## Items from a dataset
• • • •

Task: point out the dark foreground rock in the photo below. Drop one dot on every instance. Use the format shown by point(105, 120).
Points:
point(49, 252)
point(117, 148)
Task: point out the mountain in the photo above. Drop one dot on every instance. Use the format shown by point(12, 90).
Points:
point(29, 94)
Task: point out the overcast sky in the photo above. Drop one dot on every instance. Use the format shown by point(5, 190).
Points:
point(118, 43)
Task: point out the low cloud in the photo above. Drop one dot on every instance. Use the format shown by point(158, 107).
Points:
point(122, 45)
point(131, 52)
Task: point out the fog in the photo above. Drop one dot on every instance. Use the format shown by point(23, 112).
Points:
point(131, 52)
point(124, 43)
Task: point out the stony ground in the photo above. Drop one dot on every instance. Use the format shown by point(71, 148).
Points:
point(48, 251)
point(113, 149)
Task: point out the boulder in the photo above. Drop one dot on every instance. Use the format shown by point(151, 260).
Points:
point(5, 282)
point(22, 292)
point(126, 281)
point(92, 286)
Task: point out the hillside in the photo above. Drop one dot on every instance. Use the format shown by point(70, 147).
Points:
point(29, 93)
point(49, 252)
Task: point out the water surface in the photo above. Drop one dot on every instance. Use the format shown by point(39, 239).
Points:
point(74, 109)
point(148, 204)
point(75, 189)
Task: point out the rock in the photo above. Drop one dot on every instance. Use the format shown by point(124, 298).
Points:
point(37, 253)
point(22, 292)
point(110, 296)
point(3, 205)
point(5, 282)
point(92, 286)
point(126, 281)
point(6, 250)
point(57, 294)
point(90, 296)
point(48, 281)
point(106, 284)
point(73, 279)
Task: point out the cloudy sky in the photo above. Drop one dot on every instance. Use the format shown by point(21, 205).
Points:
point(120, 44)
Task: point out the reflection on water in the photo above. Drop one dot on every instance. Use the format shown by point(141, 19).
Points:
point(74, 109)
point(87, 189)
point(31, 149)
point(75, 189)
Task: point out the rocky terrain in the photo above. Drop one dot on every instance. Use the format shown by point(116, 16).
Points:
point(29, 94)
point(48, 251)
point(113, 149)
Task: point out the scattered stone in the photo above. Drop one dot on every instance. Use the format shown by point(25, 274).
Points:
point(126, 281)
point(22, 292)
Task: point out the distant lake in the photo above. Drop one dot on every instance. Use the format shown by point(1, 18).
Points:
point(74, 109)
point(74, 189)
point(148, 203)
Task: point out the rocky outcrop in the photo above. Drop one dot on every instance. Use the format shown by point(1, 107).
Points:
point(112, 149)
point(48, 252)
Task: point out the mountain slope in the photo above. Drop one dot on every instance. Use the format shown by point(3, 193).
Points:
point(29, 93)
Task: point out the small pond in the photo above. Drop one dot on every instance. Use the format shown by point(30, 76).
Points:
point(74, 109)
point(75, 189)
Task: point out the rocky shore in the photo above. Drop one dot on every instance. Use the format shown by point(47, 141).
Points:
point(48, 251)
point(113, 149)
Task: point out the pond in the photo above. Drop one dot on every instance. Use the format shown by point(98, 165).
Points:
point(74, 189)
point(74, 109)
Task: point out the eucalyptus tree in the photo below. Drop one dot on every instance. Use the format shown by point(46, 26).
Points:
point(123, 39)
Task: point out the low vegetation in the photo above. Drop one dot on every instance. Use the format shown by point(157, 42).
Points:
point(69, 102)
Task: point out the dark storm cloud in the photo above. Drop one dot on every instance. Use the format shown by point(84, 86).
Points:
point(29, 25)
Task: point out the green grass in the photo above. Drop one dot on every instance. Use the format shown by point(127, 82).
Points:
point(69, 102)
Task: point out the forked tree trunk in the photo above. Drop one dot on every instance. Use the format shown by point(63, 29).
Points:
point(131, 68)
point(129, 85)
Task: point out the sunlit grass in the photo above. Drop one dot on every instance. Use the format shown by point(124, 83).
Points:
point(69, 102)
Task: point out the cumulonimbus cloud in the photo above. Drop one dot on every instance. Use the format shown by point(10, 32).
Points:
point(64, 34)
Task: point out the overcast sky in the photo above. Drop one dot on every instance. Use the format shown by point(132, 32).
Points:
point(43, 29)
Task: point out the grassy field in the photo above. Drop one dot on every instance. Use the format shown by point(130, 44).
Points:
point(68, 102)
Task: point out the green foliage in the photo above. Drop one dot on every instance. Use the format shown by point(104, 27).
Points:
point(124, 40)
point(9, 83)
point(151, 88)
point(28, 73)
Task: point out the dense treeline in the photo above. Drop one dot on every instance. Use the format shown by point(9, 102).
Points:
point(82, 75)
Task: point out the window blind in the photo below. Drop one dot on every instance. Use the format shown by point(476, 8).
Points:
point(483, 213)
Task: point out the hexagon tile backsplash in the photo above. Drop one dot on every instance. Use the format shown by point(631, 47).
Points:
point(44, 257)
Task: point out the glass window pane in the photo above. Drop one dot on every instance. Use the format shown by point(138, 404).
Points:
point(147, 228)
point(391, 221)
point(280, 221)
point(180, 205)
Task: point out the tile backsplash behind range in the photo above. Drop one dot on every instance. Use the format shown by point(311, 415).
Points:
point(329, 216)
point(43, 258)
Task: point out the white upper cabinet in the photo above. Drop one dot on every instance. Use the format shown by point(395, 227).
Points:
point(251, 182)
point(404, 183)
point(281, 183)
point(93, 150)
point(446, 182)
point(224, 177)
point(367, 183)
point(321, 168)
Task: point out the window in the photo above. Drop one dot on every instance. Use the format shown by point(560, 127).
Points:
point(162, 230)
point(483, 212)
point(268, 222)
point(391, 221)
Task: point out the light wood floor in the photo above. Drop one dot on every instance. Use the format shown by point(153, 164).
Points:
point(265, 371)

• • • •

## What needs to be done
Rewrite everything from the line containing "Task: point out the fog" down to the line containing "point(48, 252)", both included, with the requests left unchanged. Multiply each coordinate in the answer points by 0.85 and round to the nearest whole number, rounding halves up, but keep the format samples inside the requests as they are.

## Correct output
Task: point out the fog in the photo above. Drop one dot on every instance. Use the format shown by point(23, 112).
Points:
point(111, 44)
point(105, 37)
Task: point out the stony ground in the photo above. Drop one dot on every instance. Use the format shown by point(71, 148).
Points:
point(41, 213)
point(96, 127)
Task: point out the boulder in the photo above. Drop one dot on every instance. Use the format shown by point(151, 260).
Points:
point(4, 240)
point(19, 248)
point(107, 239)
point(78, 243)
Task: point out the hillside in the photo above. Drop one dot on every instance. Use the format shown by point(70, 147).
Points:
point(25, 79)
point(42, 214)
Task: point out the water surface in the photo above. Drop one dot on every instance. Use the format shown by point(39, 239).
Points:
point(63, 93)
point(126, 173)
point(64, 161)
Task: point out the rock in the photo above. Drop one dot on every instance. Use the format shown by point(124, 298).
Points:
point(31, 215)
point(19, 248)
point(94, 252)
point(3, 174)
point(4, 240)
point(78, 243)
point(107, 239)
point(5, 213)
point(48, 250)
point(77, 252)
point(41, 239)
point(90, 241)
point(62, 237)
Task: point out the cloudy sky in the photo above. Drop one dot on every instance. Use the format shown by point(21, 205).
Points:
point(102, 37)
Task: point out the reflection on water in the photo above. Drop one dot on every instance. Use the format shown by point(141, 19).
Points:
point(63, 93)
point(74, 161)
point(26, 127)
point(64, 161)
Task: point out the rocky terrain in the photo above. Drop one dot on every instance. Use the format shown by point(116, 16).
Points:
point(25, 80)
point(41, 213)
point(96, 127)
Task: point out the scattered stone in the photo above. Drop one dot on every instance. Use the format shown by point(25, 274).
Points:
point(107, 239)
point(19, 248)
Task: point out the distant lake in the photo above. Drop one dot on every instance. Use the format shown by point(1, 18).
Points:
point(63, 93)
point(63, 161)
point(126, 173)
Task: point out the rocky outcrop in the photo above. Drop one dot on every instance. Use the format shown by point(1, 107).
Points:
point(95, 127)
point(41, 214)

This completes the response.